## Start

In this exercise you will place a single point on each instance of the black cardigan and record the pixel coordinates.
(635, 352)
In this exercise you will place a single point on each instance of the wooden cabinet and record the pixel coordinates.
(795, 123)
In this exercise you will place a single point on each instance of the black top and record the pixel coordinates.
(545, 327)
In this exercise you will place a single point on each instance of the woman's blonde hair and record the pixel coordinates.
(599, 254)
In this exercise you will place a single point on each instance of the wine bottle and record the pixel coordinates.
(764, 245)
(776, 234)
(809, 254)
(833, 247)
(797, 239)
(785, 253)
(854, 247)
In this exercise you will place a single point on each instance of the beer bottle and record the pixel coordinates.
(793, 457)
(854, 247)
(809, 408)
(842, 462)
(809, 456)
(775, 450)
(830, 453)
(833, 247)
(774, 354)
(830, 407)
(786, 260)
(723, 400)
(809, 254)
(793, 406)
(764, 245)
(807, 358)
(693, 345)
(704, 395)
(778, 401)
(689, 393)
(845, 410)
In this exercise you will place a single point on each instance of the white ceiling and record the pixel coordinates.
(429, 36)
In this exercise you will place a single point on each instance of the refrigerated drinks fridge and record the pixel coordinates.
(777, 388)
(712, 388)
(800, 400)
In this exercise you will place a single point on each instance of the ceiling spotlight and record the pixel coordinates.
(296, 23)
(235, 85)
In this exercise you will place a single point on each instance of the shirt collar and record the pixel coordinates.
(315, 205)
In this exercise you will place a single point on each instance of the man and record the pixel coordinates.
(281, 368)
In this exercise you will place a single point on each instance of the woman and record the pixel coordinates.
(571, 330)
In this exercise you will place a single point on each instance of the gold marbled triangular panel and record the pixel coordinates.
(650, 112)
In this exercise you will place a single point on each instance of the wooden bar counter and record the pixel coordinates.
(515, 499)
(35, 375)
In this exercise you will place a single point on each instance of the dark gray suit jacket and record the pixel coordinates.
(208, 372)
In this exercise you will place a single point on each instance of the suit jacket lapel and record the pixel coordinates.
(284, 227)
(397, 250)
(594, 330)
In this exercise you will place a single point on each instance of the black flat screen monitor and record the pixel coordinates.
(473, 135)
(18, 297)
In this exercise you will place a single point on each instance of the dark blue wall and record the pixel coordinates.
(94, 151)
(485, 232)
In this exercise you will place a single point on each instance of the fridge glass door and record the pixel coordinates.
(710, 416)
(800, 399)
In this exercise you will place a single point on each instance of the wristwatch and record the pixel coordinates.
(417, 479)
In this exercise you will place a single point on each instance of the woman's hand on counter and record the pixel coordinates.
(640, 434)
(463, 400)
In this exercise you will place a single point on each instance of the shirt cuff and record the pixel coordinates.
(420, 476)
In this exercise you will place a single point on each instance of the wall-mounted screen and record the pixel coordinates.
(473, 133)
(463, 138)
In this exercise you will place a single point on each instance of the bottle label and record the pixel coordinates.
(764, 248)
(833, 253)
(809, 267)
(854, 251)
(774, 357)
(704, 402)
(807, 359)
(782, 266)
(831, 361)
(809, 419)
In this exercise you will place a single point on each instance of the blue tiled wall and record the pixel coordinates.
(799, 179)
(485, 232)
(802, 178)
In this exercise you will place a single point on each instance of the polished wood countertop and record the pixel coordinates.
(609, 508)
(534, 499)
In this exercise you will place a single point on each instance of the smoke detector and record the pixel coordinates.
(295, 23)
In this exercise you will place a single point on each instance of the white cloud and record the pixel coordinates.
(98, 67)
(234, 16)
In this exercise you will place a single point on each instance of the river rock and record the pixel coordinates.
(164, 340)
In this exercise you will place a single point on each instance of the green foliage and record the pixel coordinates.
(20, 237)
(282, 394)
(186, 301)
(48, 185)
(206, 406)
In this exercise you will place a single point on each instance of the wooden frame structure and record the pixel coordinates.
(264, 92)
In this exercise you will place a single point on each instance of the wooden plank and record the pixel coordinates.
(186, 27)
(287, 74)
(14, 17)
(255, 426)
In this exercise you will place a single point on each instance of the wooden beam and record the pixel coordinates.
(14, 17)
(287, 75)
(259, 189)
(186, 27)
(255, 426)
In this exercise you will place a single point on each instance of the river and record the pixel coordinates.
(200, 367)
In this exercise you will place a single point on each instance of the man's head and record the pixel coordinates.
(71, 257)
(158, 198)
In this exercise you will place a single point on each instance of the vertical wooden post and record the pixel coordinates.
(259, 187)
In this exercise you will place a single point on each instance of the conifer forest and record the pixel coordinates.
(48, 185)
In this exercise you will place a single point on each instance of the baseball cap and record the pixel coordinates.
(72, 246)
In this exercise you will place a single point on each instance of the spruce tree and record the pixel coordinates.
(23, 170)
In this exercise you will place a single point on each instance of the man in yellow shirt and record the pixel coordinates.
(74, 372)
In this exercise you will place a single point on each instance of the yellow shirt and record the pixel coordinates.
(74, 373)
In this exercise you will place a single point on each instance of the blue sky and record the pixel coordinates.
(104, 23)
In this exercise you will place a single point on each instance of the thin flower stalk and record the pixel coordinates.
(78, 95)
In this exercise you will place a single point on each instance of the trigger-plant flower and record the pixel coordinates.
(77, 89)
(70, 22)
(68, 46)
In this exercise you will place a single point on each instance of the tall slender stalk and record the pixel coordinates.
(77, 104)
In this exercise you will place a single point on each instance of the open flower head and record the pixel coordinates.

## End

◆ Task directions:
Restate every record exactly, leaving nothing out.

◆ Task output:
In this exercise you will place a single point on each instance of the black cardigan and record the pixel coordinates.
(635, 352)
In this exercise you will place a single point on each instance of the wooden cabinet and record the pixel coordinates.
(795, 123)
In this exercise you will place a single point on each instance of the black top and record the pixel coordinates.
(545, 327)
In this exercise you will place a single point on each instance of the woman's blonde hair and record the pixel coordinates.
(599, 254)
In this exercise you will place a single point on each instance of the wine bottle and record the pixel coordinates.
(764, 245)
(776, 234)
(809, 254)
(833, 247)
(797, 239)
(785, 253)
(854, 247)
In this exercise you will place a single point on each instance of the beer bottle and record the pixel coordinates.
(793, 457)
(854, 247)
(809, 408)
(842, 462)
(809, 456)
(775, 450)
(830, 453)
(833, 247)
(774, 354)
(830, 407)
(786, 260)
(723, 400)
(809, 254)
(793, 406)
(764, 245)
(807, 358)
(693, 345)
(704, 395)
(778, 401)
(689, 393)
(845, 410)
In this exercise you will place a single point on each instance of the white ceiling and record the pixel coordinates.
(429, 36)
In this exercise you will place a single point on each instance of the refrigerated drinks fridge and record the pixel coordinates.
(777, 388)
(712, 388)
(800, 400)
In this exercise you will place a single point on each instance of the ceiling spotlight and record the pixel coordinates.
(296, 23)
(235, 85)
In this exercise you will place a single point on each instance of the shirt collar and record the pixel coordinates.
(315, 205)
In this exercise you will place a single point on each instance of the man and record the pixel coordinates.
(281, 368)
In this exercise you will place a single point on each instance of the woman and record the pixel coordinates.
(571, 330)
In this exercise you will place a single point on each instance of the gold marbled triangular panel and record the pixel coordinates.
(650, 112)
In this exercise you will place a single point on each instance of the wooden bar counter and record the pixel coordinates.
(515, 499)
(35, 375)
In this exercise you will place a single point on each instance of the dark gray suit jacket and record the pixel coordinates.
(208, 372)
In this exercise you will place a single point on each instance of the suit jacket lapel and record the pixel coordinates.
(284, 227)
(397, 250)
(594, 330)
In this exercise you will place a single point on each instance of the black flat screen monitor and record the pixel coordinates.
(473, 135)
(18, 297)
In this exercise you will place a single point on each instance of the dark blue wall and record the pixel coordinates.
(94, 151)
(485, 232)
In this exercise you will place a single point on each instance of the fridge glass door and record the pixel coordinates.
(710, 416)
(800, 399)
In this exercise you will place a single point on each instance of the wristwatch and record the pixel coordinates.
(417, 479)
In this exercise you will place a single point on each instance of the woman's hand on counter and record the pixel coordinates.
(640, 434)
(463, 400)
In this exercise you will place a single point on each instance of the shirt cuff and record the pixel coordinates.
(420, 476)
In this exercise you will place a single point on each instance of the wall-mounted screen and record the pixel coordinates.
(473, 133)
(463, 138)
In this exercise you will place a single point on each instance of the bottle label and record the pixel coordinates.
(764, 248)
(833, 253)
(809, 267)
(854, 251)
(774, 357)
(704, 402)
(807, 359)
(782, 266)
(831, 361)
(809, 419)
In this exercise you will place a single point on each instance of the blue tiled wall and record the pixel coordinates.
(799, 179)
(485, 232)
(802, 178)
In this exercise you will place a single point on each instance of the polished wood countertop and record the pixel coordinates.
(609, 508)
(534, 499)
In this exercise you will place a single point on each instance of the smoke detector and record the pixel coordinates.
(295, 23)
In this exercise you will place a single point on each instance of the white cloud and record the pixel coordinates.
(98, 67)
(234, 16)
In this exercise you will place a single point on each instance of the river rock and record the pixel coordinates.
(164, 340)
In this exercise you will place a single point on each instance of the green foliage and record the pixel coordinates.
(20, 237)
(282, 394)
(186, 301)
(48, 185)
(206, 406)
In this exercise you will place a single point on each instance of the wooden frame structure and record the pixel coordinates.
(264, 92)
In this exercise you will place a single point on each instance of the wooden plank and record the pixel coordinates.
(186, 27)
(287, 74)
(14, 17)
(255, 426)
In this exercise you will place a single point on each instance of the wooden beam and record the pixel coordinates.
(14, 17)
(287, 75)
(259, 189)
(186, 27)
(255, 426)
In this exercise you will place a single point on each instance of the river and record the pixel coordinates.
(200, 367)
In this exercise you will place a single point on each instance of the man's head and record the pixel coordinates.
(71, 257)
(158, 198)
In this exercise you will place a single point on each instance of the vertical wooden post and record the pixel coordinates.
(259, 187)
In this exercise you will place a single point on each instance of the conifer forest and record the pixel coordinates.
(48, 185)
In this exercise you will place a single point on each instance of the baseball cap and record the pixel coordinates.
(72, 246)
In this exercise you will place a single point on each instance of the spruce tree and record the pixel coordinates.
(23, 170)
In this exercise you will place a single point on each instance of the man in yellow shirt and record the pixel coordinates.
(74, 372)
In this exercise you will place a single point on each instance of the yellow shirt and record the pixel coordinates.
(74, 373)
In this exercise you will place a single point on each instance of the blue sky and record the pixel coordinates.
(104, 23)
In this exercise you will place a single point on each instance of the thin flower stalk and record the pixel coordinates.
(78, 95)
In this exercise you will place a single point on each instance of the trigger-plant flower and record the pixel coordinates.
(77, 89)
(70, 22)
(68, 46)
In this exercise you will place a single point on each instance of the tall slender stalk and record the pixel coordinates.
(77, 104)
In this exercise you will place a single point on each instance of the open flower head and record the pixel coordinates.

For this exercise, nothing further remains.